■ Consigne a
Répondez aux questions suivantes sur le texte consacré à l'horloge du Parlement vaudois :
(i) Combien de pièces compte l'horloge ?
(ii) En quelle année la phase de conception a-t-elle débuté ?
(iii) Quel traitement a été appliqué pour protéger les pièces ?

■ Texte fourni
Une horloge d’exception pour le Parlement vaudois
Cedric Favre
Fruit de cinq années de travail et de la collaboration de plus de 120 apprentis de l’École Technique de la Vallée de Joux, une horloge mécanique unique a été créée et installée dans la salle plénière du Grand Conseil vaudois. Inspirée des régulateurs de précision, elle compte 372 pièces, fonctionne grâce à un poids remonté manuellement chaque mois et a été spécialement conçue pour être silencieuse et s’intégrer à l’architecture du Parlement. Ce projet pédagogique, mené avec le soutien d’enseignants, d’entreprises régionales et d’institutions publiques, incarne la tradition horlogère du canton, la transmission du savoir-faire et l’excellence de la formation professionnelle vaudoise, tout en offrant au Parlement un instrument symbolique et durable pour rythmer ses travaux.
Après plusieurs années de conception et de réalisation, une pièce horlogère unique, fruit du savoir-faire de l’École Technique de la Vallée de Joux (ETVJ), a été installée dans la salle plénière du Grand Conseil vaudois. Conçue et fabriquée par plus de 120 apprentis et apprenties de différentes filières, cette pendule illustre la précision de la tradition horlogère suisse, tout en démontrant l’importance des collaborations entre institutions publiques, formation professionnelle et partenaires économiques.
Un projet né d’un besoin symbolique
Lors de la réouverture du Parlement vaudois en 2017, après sa reconstruction consécutive à l’incendie de 2002, l’absence d’une horloge dans la nouvelle salle plénière avait rapidement été relevée par les députés. Le Bureau du Grand Conseil a souhaité combler ce manque par une pièce créée sur mesure, respectant le cadre architectural et symbolisant le lien entre démocratie et maîtrise du temps. La vallée de Joux, berceau historique de l’horlogerie de précision, s’imposait comme le lieu idéal pour concevoir un tel objet. L’ETVJ, forte de son expérience dans les métiers de la microtechnique et de l’horlogerie, a accepté ce défi, permettant à ses apprentis de travailler sur un projet d’envergure réelle et durable.
Conception et étapes de la fabrication
La réalisation de l’horloge s’est étalée sur plusieurs années, impliquant différentes volées d’étudiants encadrés par leurs enseignants. Le projet a débuté en 2018 par la phase de conception, durant laquelle les élèves dessinateurs en construction microtechnique ont élaboré plus de 200 plans détaillés. Ceux-ci ont ensuite été corrigés et validés par les formateurs avant d’être utilisés pour l’usinage des composants.
Les apprentis micromécaniciens ont fabriqué les pièces du mouvement, souvent en plusieurs exemplaires, pour garantir un niveau de qualité élevé. Cette étape a nécessité de nombreux ajustements entre conception et fabrication, afin d’obtenir une précision conforme aux exigences horlogères. Certaines pièces complexes ont été confiées à des entreprises de la région, qui ont apporté leur savoir-faire spécifique.
La décoration et le traitement de surface des composants ont été réalisés en 2022. Un rhodiage a été appliqué pour protéger les pièces et leur conférer une finition éclatante. L’année suivante, les apprentis bijoutiers ont conçu différents modèles de cadran dans le cadre d’un concours interne. Le projet retenu, inspiré de l’architecture circulaire de la salle plénière, a ensuite été finalisé avec l’aide d’un designer professionnel.

■ Consigne b
Renvoyez, s'il vous plaît, chaque ligne des entrées qui contient le mot « tree ». La casse compte.

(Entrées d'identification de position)

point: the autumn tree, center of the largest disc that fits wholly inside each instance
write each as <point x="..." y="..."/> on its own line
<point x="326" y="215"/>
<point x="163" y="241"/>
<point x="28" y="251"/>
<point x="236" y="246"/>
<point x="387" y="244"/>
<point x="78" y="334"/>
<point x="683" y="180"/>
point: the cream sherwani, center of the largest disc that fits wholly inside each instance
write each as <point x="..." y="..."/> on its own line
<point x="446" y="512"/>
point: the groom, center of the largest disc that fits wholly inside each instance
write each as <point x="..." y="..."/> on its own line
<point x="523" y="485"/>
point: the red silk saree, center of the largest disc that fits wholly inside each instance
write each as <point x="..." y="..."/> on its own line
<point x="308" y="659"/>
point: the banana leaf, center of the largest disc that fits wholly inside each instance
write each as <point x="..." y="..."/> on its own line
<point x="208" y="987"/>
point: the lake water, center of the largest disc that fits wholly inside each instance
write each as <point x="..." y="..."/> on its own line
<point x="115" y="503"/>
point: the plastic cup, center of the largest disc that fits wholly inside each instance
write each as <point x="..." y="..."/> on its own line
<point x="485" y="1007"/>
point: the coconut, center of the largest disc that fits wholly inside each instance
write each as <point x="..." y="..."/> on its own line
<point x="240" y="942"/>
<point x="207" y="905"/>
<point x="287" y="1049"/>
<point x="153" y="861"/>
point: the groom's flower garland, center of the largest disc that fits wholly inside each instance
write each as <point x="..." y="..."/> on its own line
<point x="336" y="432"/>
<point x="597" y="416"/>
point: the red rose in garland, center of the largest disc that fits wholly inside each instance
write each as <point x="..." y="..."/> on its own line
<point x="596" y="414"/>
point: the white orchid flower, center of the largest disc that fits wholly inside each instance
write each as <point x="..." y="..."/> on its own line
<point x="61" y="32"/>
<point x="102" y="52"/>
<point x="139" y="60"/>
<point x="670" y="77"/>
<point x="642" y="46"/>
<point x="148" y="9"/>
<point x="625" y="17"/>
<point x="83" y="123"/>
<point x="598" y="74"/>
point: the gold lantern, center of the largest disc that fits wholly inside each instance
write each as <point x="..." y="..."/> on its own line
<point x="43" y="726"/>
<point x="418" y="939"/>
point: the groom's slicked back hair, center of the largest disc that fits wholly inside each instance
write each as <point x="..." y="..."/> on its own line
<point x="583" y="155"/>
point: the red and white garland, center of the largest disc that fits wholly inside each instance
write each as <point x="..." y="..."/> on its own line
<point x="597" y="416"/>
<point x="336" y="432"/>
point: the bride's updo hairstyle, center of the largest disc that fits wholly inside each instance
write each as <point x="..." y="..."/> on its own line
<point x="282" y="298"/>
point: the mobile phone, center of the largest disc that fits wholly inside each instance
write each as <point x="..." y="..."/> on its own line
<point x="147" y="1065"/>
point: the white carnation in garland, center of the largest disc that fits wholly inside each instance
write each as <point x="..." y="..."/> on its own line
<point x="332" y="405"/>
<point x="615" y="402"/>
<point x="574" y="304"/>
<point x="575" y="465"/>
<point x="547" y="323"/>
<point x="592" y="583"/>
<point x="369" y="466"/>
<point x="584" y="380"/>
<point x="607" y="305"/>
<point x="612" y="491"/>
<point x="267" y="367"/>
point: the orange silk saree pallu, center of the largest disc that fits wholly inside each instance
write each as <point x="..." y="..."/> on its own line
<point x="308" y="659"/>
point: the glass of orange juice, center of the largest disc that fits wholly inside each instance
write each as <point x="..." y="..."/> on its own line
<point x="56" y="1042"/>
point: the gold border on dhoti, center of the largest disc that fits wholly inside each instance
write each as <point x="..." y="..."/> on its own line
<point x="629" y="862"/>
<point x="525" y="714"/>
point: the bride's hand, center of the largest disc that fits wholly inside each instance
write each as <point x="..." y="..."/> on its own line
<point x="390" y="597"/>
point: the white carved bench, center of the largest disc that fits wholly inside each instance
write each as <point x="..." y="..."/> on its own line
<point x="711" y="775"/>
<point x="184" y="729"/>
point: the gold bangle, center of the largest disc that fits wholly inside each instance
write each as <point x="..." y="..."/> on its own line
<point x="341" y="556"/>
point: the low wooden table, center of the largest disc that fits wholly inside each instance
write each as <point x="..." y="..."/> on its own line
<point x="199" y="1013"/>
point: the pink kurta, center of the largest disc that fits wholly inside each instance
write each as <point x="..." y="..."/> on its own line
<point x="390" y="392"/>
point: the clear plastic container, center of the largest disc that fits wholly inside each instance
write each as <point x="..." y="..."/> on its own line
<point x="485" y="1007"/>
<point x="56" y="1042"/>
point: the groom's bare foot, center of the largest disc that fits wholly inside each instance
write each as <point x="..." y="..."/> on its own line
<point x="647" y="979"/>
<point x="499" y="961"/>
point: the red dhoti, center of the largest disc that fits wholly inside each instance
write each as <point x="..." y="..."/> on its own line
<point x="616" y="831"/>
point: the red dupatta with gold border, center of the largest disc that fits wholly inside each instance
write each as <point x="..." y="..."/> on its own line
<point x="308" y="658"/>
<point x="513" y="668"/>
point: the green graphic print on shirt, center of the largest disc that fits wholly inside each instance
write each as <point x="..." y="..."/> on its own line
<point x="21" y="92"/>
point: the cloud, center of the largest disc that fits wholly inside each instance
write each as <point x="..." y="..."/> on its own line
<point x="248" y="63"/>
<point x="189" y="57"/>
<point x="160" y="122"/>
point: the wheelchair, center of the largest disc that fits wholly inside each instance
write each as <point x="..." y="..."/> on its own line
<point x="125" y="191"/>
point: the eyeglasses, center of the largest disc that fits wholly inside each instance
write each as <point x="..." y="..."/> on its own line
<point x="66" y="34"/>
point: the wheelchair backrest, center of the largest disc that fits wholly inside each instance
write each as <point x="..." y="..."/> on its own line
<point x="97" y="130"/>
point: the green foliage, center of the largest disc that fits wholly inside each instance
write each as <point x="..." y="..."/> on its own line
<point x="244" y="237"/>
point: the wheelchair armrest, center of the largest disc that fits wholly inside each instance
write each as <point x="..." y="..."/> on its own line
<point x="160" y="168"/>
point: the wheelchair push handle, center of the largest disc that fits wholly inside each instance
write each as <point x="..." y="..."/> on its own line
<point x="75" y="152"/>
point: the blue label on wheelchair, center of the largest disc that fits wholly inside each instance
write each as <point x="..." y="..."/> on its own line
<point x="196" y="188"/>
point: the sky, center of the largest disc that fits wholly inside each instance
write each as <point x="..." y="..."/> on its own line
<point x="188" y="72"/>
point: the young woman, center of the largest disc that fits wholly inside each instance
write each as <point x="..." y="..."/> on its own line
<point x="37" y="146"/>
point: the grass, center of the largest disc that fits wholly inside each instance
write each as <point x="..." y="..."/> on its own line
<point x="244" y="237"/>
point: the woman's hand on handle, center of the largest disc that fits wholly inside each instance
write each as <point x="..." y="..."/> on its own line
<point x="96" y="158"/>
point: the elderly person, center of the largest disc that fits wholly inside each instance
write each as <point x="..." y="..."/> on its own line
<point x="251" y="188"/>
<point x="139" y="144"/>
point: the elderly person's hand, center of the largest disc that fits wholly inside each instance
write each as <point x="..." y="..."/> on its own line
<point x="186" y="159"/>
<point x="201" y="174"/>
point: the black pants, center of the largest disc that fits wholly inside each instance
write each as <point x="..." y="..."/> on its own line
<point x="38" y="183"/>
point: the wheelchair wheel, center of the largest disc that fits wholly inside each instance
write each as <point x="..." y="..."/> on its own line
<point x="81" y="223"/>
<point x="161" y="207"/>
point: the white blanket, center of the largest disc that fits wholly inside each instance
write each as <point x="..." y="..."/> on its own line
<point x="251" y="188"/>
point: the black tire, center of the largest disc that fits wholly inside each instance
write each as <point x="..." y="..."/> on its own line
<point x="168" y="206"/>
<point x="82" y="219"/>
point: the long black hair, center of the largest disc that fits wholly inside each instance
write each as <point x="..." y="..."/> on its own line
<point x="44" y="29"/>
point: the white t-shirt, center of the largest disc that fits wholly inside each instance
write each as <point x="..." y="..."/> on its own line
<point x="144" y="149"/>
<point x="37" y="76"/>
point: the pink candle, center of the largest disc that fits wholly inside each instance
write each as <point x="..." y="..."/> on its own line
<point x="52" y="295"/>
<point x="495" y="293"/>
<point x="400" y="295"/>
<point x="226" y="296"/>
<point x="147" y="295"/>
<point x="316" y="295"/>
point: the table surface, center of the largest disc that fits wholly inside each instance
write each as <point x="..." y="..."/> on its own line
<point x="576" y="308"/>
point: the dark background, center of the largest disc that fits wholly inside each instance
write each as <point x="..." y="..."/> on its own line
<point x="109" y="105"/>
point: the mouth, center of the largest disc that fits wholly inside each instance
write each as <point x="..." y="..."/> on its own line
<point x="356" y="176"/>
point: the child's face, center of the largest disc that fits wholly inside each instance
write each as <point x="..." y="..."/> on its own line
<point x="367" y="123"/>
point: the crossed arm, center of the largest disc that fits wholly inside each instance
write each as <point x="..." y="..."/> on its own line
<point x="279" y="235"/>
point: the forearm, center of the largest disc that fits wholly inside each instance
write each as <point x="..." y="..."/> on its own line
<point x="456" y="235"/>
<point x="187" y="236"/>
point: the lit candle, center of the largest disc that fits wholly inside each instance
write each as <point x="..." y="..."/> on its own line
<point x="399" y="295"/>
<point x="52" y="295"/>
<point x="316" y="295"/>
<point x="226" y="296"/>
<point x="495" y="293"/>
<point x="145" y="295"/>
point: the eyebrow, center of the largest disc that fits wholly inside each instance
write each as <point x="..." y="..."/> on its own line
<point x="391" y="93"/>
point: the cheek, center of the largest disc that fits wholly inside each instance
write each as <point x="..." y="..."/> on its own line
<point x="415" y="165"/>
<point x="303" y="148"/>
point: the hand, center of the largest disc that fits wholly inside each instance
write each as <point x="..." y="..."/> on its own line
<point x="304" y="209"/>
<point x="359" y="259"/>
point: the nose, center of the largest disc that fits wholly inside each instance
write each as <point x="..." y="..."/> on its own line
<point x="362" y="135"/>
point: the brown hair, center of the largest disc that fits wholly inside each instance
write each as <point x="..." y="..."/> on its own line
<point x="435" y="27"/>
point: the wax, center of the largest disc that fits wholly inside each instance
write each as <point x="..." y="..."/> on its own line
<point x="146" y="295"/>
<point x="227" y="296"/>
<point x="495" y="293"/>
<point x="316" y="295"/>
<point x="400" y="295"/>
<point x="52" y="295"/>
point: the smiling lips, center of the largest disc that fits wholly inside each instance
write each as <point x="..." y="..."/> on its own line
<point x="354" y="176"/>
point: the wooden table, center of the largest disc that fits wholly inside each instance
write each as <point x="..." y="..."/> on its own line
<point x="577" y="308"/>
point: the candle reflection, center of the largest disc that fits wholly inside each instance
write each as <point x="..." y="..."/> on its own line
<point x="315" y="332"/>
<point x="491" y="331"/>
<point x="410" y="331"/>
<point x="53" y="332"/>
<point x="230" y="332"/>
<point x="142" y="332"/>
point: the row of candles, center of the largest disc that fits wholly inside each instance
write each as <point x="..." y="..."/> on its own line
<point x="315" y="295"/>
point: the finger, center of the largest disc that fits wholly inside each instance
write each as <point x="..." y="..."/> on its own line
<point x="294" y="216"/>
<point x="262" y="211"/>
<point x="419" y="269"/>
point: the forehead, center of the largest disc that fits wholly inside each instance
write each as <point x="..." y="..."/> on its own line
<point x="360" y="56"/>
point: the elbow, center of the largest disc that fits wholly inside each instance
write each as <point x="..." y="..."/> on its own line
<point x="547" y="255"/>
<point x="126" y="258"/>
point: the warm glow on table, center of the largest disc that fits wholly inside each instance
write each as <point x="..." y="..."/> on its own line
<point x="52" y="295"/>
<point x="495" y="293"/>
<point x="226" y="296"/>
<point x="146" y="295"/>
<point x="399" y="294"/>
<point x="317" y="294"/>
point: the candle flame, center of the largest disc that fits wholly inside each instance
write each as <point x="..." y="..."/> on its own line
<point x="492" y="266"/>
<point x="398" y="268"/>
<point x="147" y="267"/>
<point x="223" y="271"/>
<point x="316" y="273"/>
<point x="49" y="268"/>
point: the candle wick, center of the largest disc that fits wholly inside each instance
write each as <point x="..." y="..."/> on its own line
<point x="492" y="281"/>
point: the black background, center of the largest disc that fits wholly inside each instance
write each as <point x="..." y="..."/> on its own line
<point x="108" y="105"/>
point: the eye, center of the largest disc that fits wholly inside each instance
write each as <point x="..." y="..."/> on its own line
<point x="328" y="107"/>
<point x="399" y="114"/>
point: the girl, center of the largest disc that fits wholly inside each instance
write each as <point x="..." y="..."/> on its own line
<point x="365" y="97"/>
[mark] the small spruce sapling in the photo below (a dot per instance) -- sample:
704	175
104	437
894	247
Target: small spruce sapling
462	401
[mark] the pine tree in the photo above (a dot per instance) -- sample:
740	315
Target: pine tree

■ Corrigé a
(i) 372 pièces.
(ii) En 2018.
(iii) Un rhodiage.

■ Corrigé b
point: the autumn tree, center of the largest disc that fits wholly inside each instance
[mark] the pine tree in the photo above (a dot per instance) -- sample:
Target: pine tree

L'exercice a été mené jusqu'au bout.